* Aim 1 *
Reproduce the part of the forum post that begins at the words "Where and why" and stops after "education and standards.".

* Source text *
Where and why did this all change?  My thought is that it's a combination of the indoctrination of the school system and TV.  The schools sure arn't teaching anymore, they are indoctrinating political correctness into the kids, you all saw that article I posted a month or so ago showing that the majority of Calfiornia students can't even pass minimum reading and writing standards.  The state, like other states, is considering lowering their standards to become doctors and lawyers:


> “The declining passing rate has become a proxy for so many issues in the legal field,” said Derek Muller, a professor at Pepperdine University School of Law in Los Angeles who has studied legal education and standards.
> 
> Law school deans in the state say California’s higher minimum score is unjustified, does not produce better lawyers and disproportionately keeps African-American and Hispanic applicants from becoming attorneys.¹



We are teaching kids that men and women are the same, yet not teaching them to read and write. 


¹ https://www.eastbaytimes.com/2017/10/19/california-wont-make-its-attorney-licensing-exam-easier/


----------



## kilitact (Jan 6, 2018)

conarb said:


> Fatboy:
> 
> My wife's favorite saying was: "It's a man's job to make the money, it's a woman's job to spend the money."
> 
> Sounds like she had you conned. We called it something else "..... whipped"


----------

* Exercise materials *
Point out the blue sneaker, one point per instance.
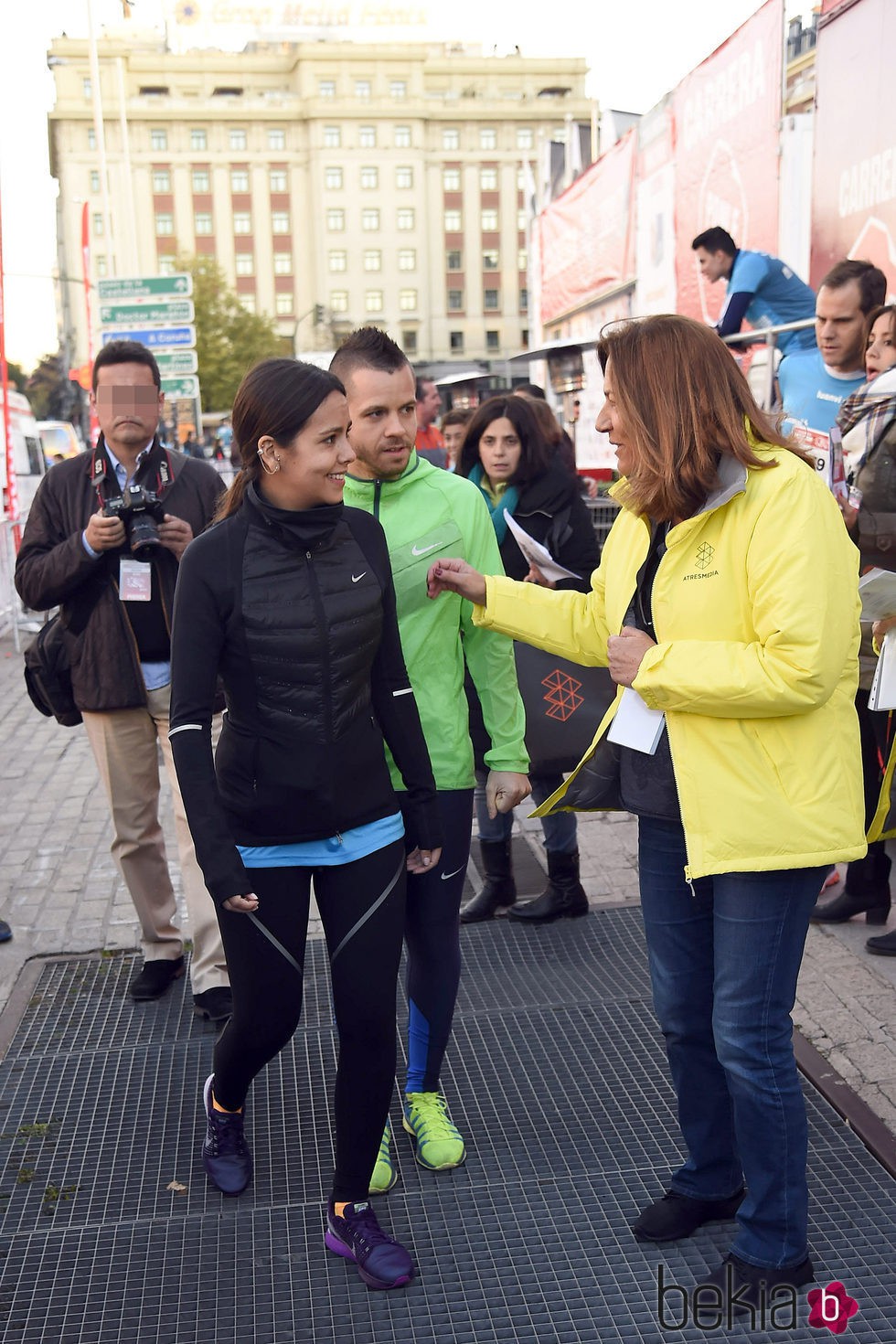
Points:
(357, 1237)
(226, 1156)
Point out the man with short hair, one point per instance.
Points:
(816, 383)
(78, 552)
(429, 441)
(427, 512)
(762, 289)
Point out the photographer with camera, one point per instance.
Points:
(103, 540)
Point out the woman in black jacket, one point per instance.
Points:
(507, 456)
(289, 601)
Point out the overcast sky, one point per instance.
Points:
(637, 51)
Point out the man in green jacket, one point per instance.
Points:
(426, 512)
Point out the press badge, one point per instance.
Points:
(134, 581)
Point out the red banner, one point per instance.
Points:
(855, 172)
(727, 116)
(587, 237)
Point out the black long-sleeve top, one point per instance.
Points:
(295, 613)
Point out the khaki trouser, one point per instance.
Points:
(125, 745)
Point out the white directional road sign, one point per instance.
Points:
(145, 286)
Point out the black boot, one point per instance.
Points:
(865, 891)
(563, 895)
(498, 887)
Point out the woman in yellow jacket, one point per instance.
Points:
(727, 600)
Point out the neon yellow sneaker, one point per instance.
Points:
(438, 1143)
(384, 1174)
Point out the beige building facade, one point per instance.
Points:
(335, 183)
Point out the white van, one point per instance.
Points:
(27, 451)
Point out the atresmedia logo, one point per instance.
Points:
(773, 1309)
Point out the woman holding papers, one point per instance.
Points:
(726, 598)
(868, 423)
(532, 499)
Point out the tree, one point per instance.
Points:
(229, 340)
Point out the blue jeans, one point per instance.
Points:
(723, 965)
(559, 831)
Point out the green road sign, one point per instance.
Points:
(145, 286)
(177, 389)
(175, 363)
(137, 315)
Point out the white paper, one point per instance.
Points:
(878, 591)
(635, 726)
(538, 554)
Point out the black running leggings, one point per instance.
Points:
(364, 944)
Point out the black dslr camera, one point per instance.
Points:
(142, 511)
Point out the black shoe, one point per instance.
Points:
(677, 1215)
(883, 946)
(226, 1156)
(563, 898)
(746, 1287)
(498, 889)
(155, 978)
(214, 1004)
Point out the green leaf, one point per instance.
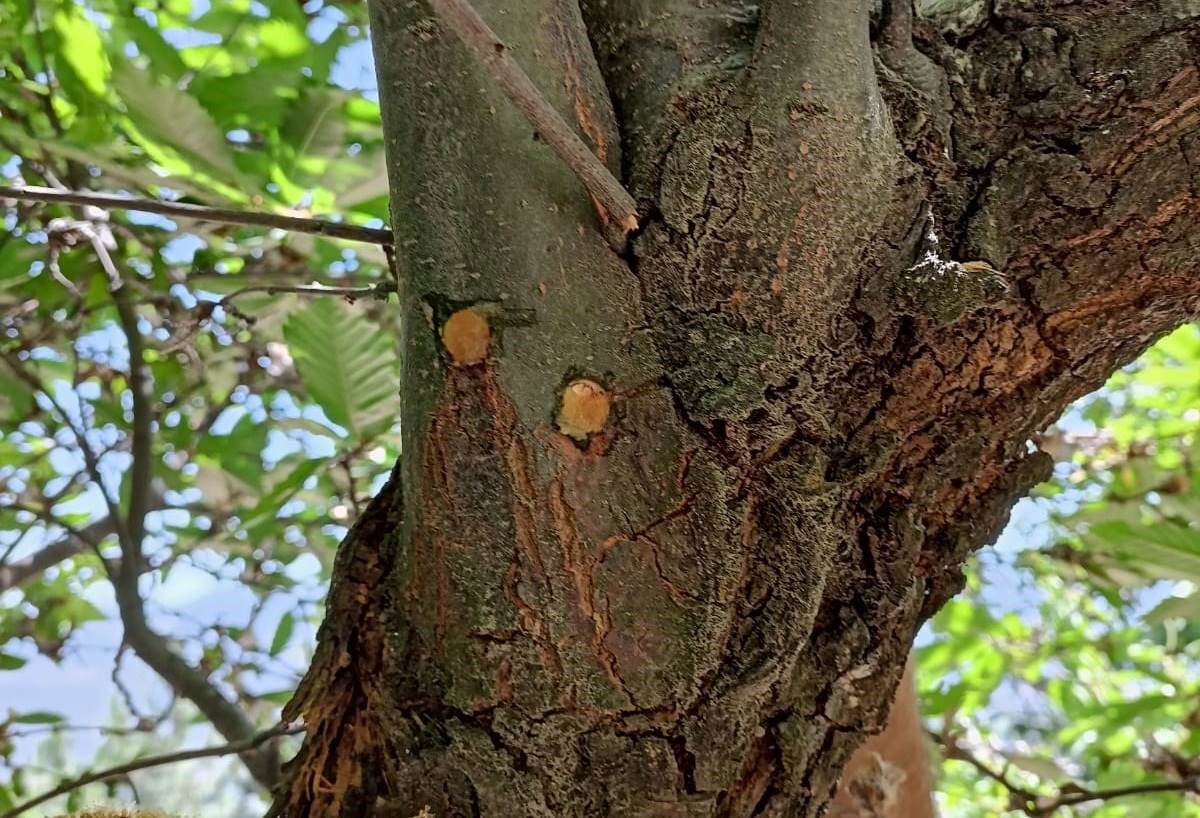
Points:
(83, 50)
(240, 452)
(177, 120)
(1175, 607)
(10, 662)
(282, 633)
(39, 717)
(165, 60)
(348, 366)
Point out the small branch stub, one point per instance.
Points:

* Aim 2 *
In the records, rewrite the lines that begin at the line with "Point out the black dslr" and stop after the line with "(214, 1004)". Replace "black shoe" with "dark shoe", change nothing else, and return only those lines.

* Correct answer 1 *
Where and why did this all change?  My thought is that it's a combination of the indoctrination of the school system and TV.  The schools sure arn't teaching anymore, they are indoctrinating political correctness into the kids, you all saw that article I posted a month or so ago showing that the majority of Calfiornia students can't even pass minimum reading and writing standards.  The state, like other states, is considering lowering their standards to become doctors and lawyers:


> “The declining passing rate has become a proxy for so many issues in the legal field,” said Derek Muller, a professor at Pepperdine University School of Law in Los Angeles who has studied legal education and standards.

* Correct answer 2 *
Point out the black dslr camera, one point per instance.
Points:
(142, 511)
Point out the dark shoe, one point per instance.
Points:
(677, 1215)
(883, 946)
(226, 1156)
(563, 898)
(746, 1287)
(498, 889)
(155, 978)
(214, 1004)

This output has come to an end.